# Second Skin Damplifier Pro Review



## exige (Dec 4, 2007)

This is a long overdue review from the Second Skin Damp Pro promotion on CA.com a few months back. What I’m about to say has been said hundreds of times before. Damp Pro is the best.

ANT was kind enough to send me a pack of Damp Pro. I didn’t get around to installing it until just this past weekend. I’ve used many deadeners before from RAAM to Dynamat, B-Quiet, and more. Damp Pro has outclassed each of these products. It’s one of the few products to arrive in nice rectangular sheets rather than a big roll. There wasn’t a gooey mess like I’ve had with other mats. Damp Pro is THICK. 

My doors already have a good amount of deadener on them so I decided to apply the Damp Pro to my hatch, which was previously nothing but a little metal. Knocking on the hatch before applying Damp Pro, there was a high pitched hollow sound. I had enough mat to do 2 layers. Using the knock test again, I got a solid THUD….nothing like before. No resonance throughout the panel this time. The mat is heavy enough that the struts on my rear hatch actually struggle to lift up the trunk. That’s how thick this stuff is!

In summary, Second Skin Damplifier Pro is the best mat I’ve ever used. I would highly recommend it. It might be a little bit more expensive than other products on the market, but after you’ve used it and seen it in action, it’d be well worth the cost.


----------

**What to produce:**
Answer these from the Damplifier Pro review:
(a) In what form does Damp Pro arrive, rather than a big roll?
(b) Which part of the car did the writer apply it to?
(c) How many layers of mat did the writer have enough for?
The lines that follow aren't needed for anything here.

**Given entries:**
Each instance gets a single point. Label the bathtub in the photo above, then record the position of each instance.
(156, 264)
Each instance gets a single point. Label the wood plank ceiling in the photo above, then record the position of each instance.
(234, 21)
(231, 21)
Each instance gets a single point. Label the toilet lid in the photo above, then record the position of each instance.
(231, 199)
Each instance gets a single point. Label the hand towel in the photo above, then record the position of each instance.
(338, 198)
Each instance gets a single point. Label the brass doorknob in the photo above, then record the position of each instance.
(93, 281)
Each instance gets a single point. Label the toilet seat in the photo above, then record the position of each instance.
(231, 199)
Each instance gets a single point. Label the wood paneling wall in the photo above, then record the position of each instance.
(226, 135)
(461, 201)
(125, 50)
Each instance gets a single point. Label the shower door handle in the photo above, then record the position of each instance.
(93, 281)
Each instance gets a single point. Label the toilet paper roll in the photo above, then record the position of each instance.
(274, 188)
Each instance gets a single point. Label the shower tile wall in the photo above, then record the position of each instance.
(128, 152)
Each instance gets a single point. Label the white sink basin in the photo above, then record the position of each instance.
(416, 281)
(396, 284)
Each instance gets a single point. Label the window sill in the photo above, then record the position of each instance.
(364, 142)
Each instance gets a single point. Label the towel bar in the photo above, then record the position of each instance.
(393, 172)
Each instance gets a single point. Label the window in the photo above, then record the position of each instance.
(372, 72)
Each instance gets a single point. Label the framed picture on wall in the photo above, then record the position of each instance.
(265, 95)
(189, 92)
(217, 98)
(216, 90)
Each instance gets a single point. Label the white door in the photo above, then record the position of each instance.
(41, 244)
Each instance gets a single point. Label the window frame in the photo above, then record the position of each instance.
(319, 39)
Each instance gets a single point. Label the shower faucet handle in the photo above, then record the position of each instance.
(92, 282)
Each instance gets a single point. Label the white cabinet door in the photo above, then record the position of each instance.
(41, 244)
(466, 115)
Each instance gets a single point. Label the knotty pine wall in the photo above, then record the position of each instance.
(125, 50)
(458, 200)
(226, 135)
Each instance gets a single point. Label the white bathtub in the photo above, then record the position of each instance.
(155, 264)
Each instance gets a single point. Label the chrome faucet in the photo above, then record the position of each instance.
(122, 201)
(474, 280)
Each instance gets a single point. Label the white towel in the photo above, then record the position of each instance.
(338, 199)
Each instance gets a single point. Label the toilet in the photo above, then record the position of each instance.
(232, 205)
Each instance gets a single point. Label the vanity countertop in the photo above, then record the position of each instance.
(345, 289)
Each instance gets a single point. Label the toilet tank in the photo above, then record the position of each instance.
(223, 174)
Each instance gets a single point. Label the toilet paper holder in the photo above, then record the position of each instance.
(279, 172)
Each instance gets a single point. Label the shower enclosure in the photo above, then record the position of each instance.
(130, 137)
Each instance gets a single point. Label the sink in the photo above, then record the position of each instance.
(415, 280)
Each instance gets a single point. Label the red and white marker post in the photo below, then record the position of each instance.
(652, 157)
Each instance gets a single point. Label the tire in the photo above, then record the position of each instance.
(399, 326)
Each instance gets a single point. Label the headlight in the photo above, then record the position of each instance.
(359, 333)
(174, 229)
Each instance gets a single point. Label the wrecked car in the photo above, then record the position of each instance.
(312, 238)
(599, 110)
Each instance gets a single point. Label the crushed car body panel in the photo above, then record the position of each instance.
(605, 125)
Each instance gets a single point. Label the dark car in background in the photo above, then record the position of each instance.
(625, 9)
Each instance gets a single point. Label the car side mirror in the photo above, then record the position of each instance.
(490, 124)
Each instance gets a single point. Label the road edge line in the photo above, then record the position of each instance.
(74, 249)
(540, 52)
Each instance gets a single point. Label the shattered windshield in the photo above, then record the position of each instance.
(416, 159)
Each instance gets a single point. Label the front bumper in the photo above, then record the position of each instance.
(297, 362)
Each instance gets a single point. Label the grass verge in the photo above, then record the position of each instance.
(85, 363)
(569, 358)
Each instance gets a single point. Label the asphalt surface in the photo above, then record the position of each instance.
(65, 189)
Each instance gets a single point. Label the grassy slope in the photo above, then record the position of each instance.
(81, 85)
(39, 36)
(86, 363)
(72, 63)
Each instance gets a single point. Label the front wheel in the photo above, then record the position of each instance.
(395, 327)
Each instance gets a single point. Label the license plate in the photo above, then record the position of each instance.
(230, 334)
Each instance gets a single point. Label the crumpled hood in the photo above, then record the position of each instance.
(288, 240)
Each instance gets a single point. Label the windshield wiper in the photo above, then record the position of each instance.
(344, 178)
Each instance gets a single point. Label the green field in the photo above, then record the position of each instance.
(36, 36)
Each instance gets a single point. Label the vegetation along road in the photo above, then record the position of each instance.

**Response to this exercise:**
(a) Nice rectangular sheets.
(b) The hatch.
(c) Two layers.